**Text section**
::::

Form S-8

As filed with the Securities and Exchange Commission on August 15, 2013.

Registration No. 333-            

 

 

 

UNITED STATES

SECURITIES AND EXCHANGE COMMISSION

Washington, D.C. 20549

 

 

FORM S-8

REGISTRATION STATEMENT

UNDER

THE SECURITIES ACT OF 1933

 

 

STRATUS PROPERTIES INC.

(Exact name of registrant as specified in its charter)

 

 

 

Delaware   72-1211572

(State or other jurisdiction of

incorporation or organization)

 

(I.R.S. Employer

Identification No.)

212 Lavaca St., Suite 300

Austin, Texas

  78701
(Address of Principal Executive Offices)   (Zip Code)

Stratus Properties Inc. 2013 Stock Incentive Plan

(Full title of the plan)

Kenneth N. Jones

General Counsel and Secretary

Stratus Properties Inc.

212 Lavaca St., Suite 300

Austin, Texas 78701

(512) 478-5788

(Name, address and telephone number, including area code, of agent for service)

Copy to:

Kelly C. Simoneaux

Jones Walker LLP

201 St. Charles Avenue, Suite 5100

New Orleans, Louisiana 70170-5100

 

 

Indicate by check mark whether the registrant is a large accelerated filer, an accelerated filer, a non-accelerated filer, or a smaller reporting company. See the definitions of “large accelerated filer,” “accelerated filer” and “smaller reporting company” in Rule 12b-2 of the Exchange Act. (Check one):

 

Large accelerated filer   ¨    Accelerated filer   ¨
Non-accelerated filer   ¨  (Do not check if a smaller reporting company)    Smaller reporting company   x

 

 

CALCULATION OF REGISTRATION FEE

 

 

Title of securities to be registered   Amount to be
registered (1)
  Proposed maximum
offering price per
share
  Proposed maximum
aggregate offering
price
  Amount of
registration fee

Common Stock (par value $0.01 per share)

  180,000 shares   $12.795 (2)   $2,303,100 (2)   $315

 

 

(1) 

Upon a stock split, stock dividend, or similar transaction in the future during the effectiveness of this Registration Statement and involving our Common Stock, the number of shares registered shall be automatically increased to cover the additional securities in accordance with Rule 416(a) under the Securities Act of 1933.

 

(2)

::::

**Data excerpts**
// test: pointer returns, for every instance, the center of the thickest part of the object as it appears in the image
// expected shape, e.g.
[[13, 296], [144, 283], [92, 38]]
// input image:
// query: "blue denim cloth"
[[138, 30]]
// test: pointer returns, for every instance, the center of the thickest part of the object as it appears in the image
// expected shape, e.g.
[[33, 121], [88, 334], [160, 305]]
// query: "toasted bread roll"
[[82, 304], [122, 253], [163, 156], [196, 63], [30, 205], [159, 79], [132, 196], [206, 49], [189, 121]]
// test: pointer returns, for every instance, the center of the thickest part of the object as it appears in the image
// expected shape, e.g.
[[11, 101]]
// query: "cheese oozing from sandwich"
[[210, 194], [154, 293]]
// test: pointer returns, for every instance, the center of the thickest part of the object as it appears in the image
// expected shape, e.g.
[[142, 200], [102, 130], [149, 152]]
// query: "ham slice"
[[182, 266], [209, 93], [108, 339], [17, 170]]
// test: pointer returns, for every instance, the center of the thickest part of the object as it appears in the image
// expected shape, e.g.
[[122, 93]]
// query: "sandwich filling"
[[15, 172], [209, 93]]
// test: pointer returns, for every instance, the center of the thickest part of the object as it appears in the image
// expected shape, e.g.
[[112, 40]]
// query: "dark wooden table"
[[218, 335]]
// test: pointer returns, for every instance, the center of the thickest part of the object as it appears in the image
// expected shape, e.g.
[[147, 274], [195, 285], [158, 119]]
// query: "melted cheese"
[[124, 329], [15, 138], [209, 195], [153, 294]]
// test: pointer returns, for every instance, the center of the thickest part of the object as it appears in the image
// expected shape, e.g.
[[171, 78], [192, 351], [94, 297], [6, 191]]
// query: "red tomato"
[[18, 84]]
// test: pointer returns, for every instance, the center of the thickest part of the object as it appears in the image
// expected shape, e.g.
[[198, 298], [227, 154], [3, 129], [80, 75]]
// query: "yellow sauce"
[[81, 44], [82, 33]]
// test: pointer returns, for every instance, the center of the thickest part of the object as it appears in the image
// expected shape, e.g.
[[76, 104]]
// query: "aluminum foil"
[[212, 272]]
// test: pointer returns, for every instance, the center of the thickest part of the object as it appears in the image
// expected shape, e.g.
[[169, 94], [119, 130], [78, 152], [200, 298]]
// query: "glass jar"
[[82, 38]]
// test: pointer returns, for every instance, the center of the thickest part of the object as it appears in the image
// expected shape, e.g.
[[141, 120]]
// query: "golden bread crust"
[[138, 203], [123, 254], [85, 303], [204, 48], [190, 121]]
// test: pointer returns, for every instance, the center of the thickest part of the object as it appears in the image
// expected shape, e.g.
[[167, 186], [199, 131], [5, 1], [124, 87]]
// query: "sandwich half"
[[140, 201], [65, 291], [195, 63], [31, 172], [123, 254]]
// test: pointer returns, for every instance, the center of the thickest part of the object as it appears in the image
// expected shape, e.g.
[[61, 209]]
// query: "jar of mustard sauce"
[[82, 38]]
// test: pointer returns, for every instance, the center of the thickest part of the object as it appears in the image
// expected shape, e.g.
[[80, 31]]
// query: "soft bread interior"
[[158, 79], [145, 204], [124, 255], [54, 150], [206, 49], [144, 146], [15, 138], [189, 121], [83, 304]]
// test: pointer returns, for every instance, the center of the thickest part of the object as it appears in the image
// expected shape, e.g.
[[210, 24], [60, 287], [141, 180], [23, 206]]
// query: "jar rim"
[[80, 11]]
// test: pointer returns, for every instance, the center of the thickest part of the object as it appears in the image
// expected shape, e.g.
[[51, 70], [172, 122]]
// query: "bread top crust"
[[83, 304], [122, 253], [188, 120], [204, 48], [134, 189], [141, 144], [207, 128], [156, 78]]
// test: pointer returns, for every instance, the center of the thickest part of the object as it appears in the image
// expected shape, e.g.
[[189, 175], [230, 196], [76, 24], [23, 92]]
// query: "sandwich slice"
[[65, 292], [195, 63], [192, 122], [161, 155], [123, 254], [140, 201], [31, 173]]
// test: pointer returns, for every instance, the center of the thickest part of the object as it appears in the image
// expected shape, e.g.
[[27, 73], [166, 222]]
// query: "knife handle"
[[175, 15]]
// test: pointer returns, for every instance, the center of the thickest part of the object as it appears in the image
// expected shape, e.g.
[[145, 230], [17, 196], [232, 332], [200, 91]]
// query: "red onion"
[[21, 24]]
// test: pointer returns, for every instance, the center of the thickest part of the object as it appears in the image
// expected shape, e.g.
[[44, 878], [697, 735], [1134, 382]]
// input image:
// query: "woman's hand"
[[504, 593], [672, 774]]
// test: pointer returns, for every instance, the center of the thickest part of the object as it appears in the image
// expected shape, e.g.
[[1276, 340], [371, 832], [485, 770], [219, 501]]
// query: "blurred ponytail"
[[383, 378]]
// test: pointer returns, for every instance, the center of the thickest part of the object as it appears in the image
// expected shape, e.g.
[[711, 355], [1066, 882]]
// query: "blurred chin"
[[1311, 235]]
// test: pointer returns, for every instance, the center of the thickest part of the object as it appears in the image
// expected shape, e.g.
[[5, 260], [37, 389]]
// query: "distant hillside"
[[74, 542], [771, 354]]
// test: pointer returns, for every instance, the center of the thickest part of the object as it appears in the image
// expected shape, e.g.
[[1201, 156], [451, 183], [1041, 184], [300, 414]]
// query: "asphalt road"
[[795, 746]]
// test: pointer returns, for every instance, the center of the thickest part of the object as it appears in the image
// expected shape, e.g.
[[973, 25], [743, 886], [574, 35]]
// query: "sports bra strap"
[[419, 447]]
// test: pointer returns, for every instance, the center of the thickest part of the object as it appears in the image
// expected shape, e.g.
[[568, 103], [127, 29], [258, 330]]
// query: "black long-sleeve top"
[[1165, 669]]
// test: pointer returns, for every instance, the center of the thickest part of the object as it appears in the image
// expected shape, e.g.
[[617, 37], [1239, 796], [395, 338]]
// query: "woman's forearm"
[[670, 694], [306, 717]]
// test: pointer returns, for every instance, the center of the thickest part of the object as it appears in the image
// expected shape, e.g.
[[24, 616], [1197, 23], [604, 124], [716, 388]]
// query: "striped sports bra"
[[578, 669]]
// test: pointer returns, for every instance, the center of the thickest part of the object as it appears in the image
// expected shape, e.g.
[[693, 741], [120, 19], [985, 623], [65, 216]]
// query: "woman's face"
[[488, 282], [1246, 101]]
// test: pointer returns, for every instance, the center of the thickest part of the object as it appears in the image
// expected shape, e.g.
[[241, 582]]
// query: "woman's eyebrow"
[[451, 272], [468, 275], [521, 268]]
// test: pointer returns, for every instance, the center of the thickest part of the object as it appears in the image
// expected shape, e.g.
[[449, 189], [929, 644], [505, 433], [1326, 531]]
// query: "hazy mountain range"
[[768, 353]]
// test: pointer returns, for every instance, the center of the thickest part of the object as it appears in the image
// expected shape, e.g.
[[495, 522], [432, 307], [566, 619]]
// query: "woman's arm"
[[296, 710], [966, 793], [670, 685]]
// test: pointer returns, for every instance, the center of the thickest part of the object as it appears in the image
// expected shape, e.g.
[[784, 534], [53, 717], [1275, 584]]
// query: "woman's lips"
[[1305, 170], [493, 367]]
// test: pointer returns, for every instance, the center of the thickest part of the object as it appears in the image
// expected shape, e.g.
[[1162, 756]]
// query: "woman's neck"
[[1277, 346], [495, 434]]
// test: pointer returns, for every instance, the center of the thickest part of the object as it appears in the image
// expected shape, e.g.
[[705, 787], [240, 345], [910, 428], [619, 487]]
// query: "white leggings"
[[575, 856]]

::::

Write what comes next in the Stratus Properties Form S-8 filing, starting with the wording of the note marked "(2)".

Estimated solely for the purpose of calculating the registration fee pursuant to Rules 457(c) and (h) under the Securities Act of 1933, based on the average of the high and low price per share of common stock of Stratus Properties Inc. on the Nasdaq Global Market on August 9, 2013.

 

 

 


PART I

INFORMATION REQUIRED IN THE SECTION 10(a) PROSPECTUS

Documents containing the information required by Part I of this Registration Statement will be sent or given to participants in the Stratus Properties Inc. 2013 Stock Incentive Plan in accordance with Rule 428(b)(1) of the Securities Act of 1933, as amended (the “Securities Act”). In accordance with the Note to Part I of Form S-8, such documents are not filed with the Securities and Exchange Commission (the “Commission”) either as part of this Registration Statement or as prospectuses or prospectus supplements.

PART II

INFORMATION REQUIRED IN THE REGISTRATION STATEMENT

Item 3. Incorporation of Documents by Reference.

The following documents, which have been filed by Stratus Properties Inc. (the “Company” or the “Registrant”) with the Commission, are incorporated herein by reference:

(a) The Company’s latest annual report on Form 10-K for the year ended December 31, 2012, filed pursuant to Section 13 of the Securities Exchange Act of 1934, as amended (the “Exchange Act”) on March 29, 2013;

(b) All other reports filed by the Company pursuant to Section 13(a) or 15(d) of the Exchange Act since the end of the fiscal year covered by the annual report referred to in (a); and

(c) The description of the Company’s Common Stock included in its Registration Statement on Form 8-A/A filed with the Commission on August 26, 2010 under the Exchange Act, including any amendment thereto or report filed for the purpose of updating such description.

All documents filed by the Company with the Commission pursuant to Sections 13(a), 13(c), 14 and 15(d) of the Exchange Act subsequent to the date of this Registration Statement and prior to the filing of a post-effective amendment that indicates that all securities offered have been sold or that deregisters all securities then remaining unsold shall, except to the extent otherwise provided by Regulation S-K or any other rule promulgated by the Commission, be deemed to be incorporated by reference in this Registration Statement and to be part hereof from the date of filing of such documents. Any statements contained in a document incorporated or deemed to be incorporated by reference shall be deemed to be modified or superseded to the extent that a statement contained herein or in any other document subsequently filed or incorporated by reference herein modifies or supersedes such statement. Any statement so modified or superseded shall not be deemed, except as so modified or superseded, to constitute a part of this Registration Statement.

Item 4. Description of Securities.

Not applicable.

Item 5. Interests of Named Experts and Counsel.

Not applicable.

Item 6. Indemnification of Directors and Officers.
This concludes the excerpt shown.